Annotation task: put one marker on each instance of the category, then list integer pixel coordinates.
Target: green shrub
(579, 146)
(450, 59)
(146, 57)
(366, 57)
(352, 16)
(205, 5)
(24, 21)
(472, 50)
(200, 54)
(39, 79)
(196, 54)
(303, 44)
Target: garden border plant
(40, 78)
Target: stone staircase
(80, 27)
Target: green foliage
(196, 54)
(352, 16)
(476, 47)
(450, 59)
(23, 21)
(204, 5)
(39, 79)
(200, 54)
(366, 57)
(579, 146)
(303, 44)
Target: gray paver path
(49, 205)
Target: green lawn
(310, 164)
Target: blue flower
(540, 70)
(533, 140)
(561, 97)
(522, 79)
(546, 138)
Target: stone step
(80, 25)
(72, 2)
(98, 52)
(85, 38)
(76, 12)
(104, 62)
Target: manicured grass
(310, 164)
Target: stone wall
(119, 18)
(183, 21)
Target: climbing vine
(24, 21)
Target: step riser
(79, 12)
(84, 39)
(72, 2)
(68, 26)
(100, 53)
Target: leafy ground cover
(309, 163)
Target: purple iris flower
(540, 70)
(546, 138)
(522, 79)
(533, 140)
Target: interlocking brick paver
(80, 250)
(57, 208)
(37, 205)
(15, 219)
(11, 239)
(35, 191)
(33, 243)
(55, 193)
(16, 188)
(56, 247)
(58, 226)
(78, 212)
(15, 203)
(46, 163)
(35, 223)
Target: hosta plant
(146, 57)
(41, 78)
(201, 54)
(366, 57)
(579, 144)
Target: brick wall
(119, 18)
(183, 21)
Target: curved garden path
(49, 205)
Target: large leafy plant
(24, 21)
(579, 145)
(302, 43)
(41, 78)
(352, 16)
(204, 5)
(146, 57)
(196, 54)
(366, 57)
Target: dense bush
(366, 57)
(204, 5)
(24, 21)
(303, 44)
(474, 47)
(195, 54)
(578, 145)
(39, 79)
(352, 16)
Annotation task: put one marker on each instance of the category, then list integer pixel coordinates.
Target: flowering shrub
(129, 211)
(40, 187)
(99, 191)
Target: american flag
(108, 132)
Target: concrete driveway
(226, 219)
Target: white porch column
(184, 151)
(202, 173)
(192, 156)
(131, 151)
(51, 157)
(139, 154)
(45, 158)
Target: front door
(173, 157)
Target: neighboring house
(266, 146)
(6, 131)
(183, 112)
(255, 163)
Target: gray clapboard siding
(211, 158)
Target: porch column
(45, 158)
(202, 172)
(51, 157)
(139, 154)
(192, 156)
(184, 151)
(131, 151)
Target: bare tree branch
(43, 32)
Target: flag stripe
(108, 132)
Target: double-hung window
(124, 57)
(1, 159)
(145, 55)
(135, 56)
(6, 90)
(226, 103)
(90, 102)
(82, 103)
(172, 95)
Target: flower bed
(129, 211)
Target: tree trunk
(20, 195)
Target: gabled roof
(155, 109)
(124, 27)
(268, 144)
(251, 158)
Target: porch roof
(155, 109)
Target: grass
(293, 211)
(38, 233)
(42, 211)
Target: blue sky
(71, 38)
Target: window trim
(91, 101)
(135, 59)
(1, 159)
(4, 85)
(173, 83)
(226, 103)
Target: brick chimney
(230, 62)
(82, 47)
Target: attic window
+++++
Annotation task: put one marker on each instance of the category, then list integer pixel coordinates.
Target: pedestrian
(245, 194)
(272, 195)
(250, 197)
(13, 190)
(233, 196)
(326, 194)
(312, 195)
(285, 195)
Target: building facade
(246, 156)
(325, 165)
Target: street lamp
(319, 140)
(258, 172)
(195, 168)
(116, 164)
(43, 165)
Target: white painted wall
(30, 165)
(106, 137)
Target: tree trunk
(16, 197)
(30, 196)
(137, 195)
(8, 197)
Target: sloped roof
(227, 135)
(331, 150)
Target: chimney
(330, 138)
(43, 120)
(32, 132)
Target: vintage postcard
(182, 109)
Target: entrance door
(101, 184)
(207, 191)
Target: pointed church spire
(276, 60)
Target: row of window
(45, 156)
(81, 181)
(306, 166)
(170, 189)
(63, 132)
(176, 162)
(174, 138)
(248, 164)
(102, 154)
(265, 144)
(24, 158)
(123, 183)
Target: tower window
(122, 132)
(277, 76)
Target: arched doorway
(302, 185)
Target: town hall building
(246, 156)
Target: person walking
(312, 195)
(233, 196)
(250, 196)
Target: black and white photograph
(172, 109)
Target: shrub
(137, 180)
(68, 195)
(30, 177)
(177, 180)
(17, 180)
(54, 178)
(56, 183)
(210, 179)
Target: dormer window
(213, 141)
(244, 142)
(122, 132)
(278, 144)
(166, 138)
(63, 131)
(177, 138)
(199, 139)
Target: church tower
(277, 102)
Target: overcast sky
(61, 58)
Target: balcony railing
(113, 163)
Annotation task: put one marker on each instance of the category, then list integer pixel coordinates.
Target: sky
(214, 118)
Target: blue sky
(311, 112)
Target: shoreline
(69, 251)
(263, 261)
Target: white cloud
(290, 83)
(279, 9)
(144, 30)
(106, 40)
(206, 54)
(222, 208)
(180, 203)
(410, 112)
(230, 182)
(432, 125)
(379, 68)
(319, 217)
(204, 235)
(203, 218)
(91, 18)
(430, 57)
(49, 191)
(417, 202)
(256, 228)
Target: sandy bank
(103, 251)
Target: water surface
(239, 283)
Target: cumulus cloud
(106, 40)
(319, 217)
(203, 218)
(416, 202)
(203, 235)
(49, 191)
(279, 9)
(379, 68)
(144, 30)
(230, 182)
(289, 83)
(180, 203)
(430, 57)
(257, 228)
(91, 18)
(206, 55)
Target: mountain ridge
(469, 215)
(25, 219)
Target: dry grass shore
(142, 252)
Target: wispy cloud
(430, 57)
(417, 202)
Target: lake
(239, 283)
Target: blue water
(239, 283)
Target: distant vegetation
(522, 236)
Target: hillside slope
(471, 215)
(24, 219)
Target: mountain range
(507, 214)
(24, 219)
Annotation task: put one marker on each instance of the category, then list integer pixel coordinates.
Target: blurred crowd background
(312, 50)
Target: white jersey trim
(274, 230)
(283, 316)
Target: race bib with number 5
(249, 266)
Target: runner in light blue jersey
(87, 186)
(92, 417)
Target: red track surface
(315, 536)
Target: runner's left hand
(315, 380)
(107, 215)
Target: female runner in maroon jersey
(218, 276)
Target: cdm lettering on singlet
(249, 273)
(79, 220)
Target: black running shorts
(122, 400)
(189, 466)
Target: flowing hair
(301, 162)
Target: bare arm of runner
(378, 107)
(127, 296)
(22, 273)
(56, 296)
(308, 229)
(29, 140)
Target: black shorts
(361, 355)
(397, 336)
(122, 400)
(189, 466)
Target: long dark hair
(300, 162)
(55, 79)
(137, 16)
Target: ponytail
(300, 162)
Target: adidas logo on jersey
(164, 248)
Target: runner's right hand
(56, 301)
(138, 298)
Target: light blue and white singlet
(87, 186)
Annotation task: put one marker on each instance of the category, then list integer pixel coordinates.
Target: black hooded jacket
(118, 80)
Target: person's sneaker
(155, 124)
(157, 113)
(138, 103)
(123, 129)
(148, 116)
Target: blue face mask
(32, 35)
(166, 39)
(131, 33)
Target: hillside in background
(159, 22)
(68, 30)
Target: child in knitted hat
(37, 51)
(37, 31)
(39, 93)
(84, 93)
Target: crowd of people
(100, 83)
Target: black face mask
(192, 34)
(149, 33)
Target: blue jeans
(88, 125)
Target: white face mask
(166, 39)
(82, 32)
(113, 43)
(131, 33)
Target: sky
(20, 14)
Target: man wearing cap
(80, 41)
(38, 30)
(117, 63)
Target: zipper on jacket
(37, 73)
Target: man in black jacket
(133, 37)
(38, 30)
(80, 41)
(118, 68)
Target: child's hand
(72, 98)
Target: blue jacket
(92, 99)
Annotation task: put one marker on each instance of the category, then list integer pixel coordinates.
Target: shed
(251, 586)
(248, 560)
+++++
**TASK OBJECTIVE**
Look in the material above for the line with "Target: brick wall" and the line with "Target: attic window", and transcribe exactly those lines and all lines between them, nothing more.

**SOLVED EXERCISE**
Target: brick wall
(119, 18)
(183, 21)
Target: curved garden path
(49, 205)
Target: large leafy plant
(24, 21)
(579, 145)
(302, 43)
(41, 78)
(352, 16)
(204, 5)
(146, 57)
(196, 54)
(366, 57)
Target: dense bush
(366, 57)
(204, 5)
(24, 21)
(303, 44)
(474, 47)
(195, 54)
(578, 145)
(39, 79)
(352, 16)
Annotation task: put one marker on each instance of the category, then list integer pixel coordinates.
Target: flowering shrub
(129, 211)
(40, 187)
(99, 191)
Target: american flag
(108, 132)
Target: concrete driveway
(226, 219)
Target: white porch column
(184, 151)
(202, 173)
(192, 156)
(131, 151)
(51, 157)
(139, 154)
(45, 158)
Target: front door
(173, 157)
Target: neighboring house
(266, 146)
(6, 131)
(183, 112)
(255, 163)
Target: gray clapboard siding
(211, 158)
Target: porch column
(45, 158)
(202, 172)
(51, 157)
(139, 154)
(192, 156)
(184, 151)
(131, 151)
Target: bare tree branch
(43, 32)
Target: flag stripe
(108, 132)
Target: double-hung window
(124, 57)
(1, 159)
(145, 55)
(135, 56)
(6, 90)
(226, 103)
(90, 102)
(82, 103)
(172, 95)
Target: flower bed
(129, 211)
Target: tree trunk
(20, 195)
Target: gabled roof
(155, 109)
(124, 27)
(268, 144)
(251, 158)
Target: porch roof
(155, 109)
Target: grass
(293, 211)
(38, 233)
(42, 211)
Target: blue sky
(71, 38)
Target: window trim
(91, 101)
(135, 59)
(1, 159)
(4, 85)
(173, 83)
(226, 103)
Target: brick chimney
(230, 62)
(82, 47)
Target: attic window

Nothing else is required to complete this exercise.